Requirements: Extract the data exactly, missing nothing.

[Coordinate annotation entries]
****

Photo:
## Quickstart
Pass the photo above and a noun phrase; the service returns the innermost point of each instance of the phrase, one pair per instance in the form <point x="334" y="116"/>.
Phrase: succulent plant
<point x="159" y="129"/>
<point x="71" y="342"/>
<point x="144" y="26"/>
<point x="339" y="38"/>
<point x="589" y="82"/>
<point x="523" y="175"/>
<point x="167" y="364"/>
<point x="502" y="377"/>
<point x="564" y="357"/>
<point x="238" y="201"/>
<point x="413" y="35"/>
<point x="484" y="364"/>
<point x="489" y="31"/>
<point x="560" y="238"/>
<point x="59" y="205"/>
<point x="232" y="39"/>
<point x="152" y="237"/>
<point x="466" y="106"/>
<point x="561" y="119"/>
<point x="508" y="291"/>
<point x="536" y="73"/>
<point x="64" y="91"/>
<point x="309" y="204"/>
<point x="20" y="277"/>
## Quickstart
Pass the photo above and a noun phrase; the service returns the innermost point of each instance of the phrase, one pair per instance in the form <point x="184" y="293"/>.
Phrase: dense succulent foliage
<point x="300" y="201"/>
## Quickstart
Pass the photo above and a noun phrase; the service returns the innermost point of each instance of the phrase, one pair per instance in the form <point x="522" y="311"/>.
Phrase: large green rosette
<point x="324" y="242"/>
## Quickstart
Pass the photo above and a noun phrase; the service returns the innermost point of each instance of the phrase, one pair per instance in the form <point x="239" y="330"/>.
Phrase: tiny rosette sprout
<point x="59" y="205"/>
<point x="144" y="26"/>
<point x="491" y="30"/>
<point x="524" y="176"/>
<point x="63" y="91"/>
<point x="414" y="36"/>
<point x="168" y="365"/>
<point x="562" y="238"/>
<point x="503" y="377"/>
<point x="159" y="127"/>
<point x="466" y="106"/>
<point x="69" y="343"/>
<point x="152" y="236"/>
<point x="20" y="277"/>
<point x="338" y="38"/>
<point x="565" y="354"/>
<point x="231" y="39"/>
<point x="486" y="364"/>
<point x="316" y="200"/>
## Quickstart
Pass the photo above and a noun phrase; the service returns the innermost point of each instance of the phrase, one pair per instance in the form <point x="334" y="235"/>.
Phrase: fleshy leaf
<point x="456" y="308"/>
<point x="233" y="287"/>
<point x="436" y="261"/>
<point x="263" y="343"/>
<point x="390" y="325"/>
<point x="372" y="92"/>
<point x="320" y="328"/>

****

In response:
Photo:
## Quickstart
Pass the photo above and a noun phrase; the service returns the innermost point of each instance of the phrase, one pair per instance in the form <point x="334" y="116"/>.
Phrase: succulent plant
<point x="159" y="129"/>
<point x="71" y="342"/>
<point x="144" y="26"/>
<point x="339" y="38"/>
<point x="589" y="82"/>
<point x="523" y="175"/>
<point x="167" y="364"/>
<point x="502" y="377"/>
<point x="564" y="357"/>
<point x="238" y="201"/>
<point x="413" y="35"/>
<point x="484" y="364"/>
<point x="489" y="31"/>
<point x="560" y="238"/>
<point x="59" y="205"/>
<point x="232" y="39"/>
<point x="152" y="237"/>
<point x="466" y="106"/>
<point x="561" y="119"/>
<point x="508" y="291"/>
<point x="536" y="73"/>
<point x="64" y="91"/>
<point x="309" y="204"/>
<point x="20" y="277"/>
## Quickstart
Pass the photo above and a noun phrase; the service returns the innermost point of each instance of the phrase, one pair per instance in the form <point x="184" y="293"/>.
Phrase: dense succulent foliage
<point x="300" y="201"/>
## Quickstart
Pass the photo above and a noun phrase; the service returns the innermost point of each instance of the phrase, one pair per instance in the form <point x="522" y="311"/>.
Phrase: large green rosette
<point x="324" y="242"/>
## Quickstart
Pass the photo above and a noun phrase; the service returns the innermost point of each instance of the phrase, one pair per instance in the form <point x="239" y="330"/>.
Phrase: tiny rosette sprout
<point x="59" y="205"/>
<point x="144" y="26"/>
<point x="491" y="30"/>
<point x="524" y="176"/>
<point x="63" y="91"/>
<point x="414" y="36"/>
<point x="168" y="365"/>
<point x="562" y="238"/>
<point x="503" y="377"/>
<point x="159" y="127"/>
<point x="466" y="106"/>
<point x="69" y="343"/>
<point x="152" y="236"/>
<point x="20" y="277"/>
<point x="338" y="38"/>
<point x="565" y="354"/>
<point x="231" y="39"/>
<point x="486" y="364"/>
<point x="316" y="200"/>
## Quickstart
Pass the photo above and a noun phrase; the service returns the innermost point of each instance of the phrase, one pair per instance in the form <point x="334" y="235"/>.
Phrase: fleshy leaf
<point x="456" y="308"/>
<point x="233" y="287"/>
<point x="436" y="261"/>
<point x="263" y="343"/>
<point x="390" y="325"/>
<point x="372" y="92"/>
<point x="320" y="328"/>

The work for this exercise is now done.